>>>

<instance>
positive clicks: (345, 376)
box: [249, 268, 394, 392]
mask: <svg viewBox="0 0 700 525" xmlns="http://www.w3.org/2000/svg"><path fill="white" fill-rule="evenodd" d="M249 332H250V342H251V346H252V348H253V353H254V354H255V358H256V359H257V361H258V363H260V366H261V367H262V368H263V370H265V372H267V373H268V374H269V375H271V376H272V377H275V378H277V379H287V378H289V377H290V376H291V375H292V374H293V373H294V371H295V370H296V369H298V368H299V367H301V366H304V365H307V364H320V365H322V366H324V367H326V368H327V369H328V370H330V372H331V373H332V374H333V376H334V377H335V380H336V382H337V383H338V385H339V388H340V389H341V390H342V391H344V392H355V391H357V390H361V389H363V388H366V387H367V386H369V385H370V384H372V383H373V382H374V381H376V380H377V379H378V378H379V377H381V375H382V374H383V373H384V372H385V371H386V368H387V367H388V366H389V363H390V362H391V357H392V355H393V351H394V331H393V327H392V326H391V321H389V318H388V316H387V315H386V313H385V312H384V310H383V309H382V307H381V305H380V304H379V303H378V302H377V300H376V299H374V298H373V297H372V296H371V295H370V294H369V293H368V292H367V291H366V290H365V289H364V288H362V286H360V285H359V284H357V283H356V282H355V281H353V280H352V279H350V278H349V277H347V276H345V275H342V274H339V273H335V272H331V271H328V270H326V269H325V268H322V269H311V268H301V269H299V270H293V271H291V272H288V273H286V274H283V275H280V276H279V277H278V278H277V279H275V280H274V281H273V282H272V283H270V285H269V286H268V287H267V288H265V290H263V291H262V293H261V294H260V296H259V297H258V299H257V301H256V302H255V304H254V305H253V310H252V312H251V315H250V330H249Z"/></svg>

<<<
>>>

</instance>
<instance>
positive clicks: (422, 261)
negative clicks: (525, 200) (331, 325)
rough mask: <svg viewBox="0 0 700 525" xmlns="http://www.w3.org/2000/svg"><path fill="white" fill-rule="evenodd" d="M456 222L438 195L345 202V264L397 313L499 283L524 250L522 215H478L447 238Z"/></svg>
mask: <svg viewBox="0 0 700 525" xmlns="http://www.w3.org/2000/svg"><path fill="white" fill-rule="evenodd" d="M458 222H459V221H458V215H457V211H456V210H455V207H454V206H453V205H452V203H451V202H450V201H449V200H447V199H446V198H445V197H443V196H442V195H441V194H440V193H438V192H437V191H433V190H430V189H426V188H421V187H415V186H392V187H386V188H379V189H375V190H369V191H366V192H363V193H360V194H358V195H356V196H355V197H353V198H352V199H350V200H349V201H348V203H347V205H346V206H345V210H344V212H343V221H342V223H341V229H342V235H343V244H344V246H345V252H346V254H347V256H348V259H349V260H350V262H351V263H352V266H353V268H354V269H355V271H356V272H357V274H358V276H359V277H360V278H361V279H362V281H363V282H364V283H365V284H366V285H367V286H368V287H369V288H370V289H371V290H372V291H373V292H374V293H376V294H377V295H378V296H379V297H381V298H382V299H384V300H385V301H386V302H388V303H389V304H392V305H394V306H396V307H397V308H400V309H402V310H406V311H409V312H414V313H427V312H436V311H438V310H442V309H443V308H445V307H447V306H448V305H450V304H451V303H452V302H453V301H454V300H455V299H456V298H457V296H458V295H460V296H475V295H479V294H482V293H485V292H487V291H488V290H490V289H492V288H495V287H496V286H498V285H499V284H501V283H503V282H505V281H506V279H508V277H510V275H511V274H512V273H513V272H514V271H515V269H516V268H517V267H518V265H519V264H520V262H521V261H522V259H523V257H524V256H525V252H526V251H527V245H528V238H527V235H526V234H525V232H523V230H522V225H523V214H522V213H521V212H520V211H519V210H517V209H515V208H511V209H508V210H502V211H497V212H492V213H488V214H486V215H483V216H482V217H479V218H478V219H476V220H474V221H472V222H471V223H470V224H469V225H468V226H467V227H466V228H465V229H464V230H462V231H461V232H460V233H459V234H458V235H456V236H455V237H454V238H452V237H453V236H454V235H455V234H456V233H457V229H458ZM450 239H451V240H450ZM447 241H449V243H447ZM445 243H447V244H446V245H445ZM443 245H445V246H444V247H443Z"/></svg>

<<<
>>>

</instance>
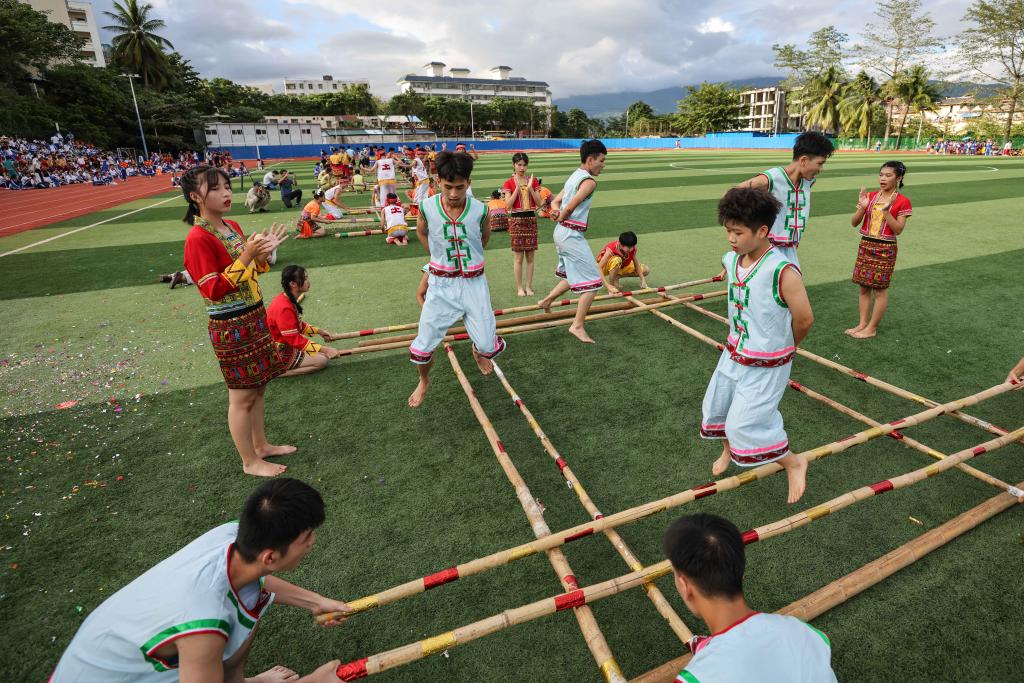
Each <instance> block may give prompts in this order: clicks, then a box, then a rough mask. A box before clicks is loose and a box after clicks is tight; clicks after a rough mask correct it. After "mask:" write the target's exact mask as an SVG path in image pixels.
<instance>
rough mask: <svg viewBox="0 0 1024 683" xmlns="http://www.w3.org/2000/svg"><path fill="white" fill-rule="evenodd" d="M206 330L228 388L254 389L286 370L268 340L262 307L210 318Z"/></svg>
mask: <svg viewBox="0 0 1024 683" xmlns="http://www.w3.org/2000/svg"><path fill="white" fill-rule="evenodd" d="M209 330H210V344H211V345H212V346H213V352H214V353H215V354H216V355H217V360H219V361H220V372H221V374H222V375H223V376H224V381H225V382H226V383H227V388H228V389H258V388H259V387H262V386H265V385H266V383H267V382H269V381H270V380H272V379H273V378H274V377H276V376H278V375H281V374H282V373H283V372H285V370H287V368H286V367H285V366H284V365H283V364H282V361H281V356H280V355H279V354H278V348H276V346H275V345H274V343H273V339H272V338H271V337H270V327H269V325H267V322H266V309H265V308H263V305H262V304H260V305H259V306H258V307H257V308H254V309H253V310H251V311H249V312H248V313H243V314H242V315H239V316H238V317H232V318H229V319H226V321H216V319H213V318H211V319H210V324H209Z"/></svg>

<<<

[YOUR TASK] Please copy each line of the rows above that contains the string "clicks". Case counts.

[RESULT OF THE EXERCISE]
positive clicks: (345, 376)
positive clicks: (422, 261)
negative clicks: (525, 200) (331, 325)
Each <instance> block may give prompts in this order: clicks, then a box, then a rough mask. A box before clicks is loose and a box after clicks is tight; clicks after a rough mask correct it. After "mask:" write the target's exact mask as an SVG path in image pixels.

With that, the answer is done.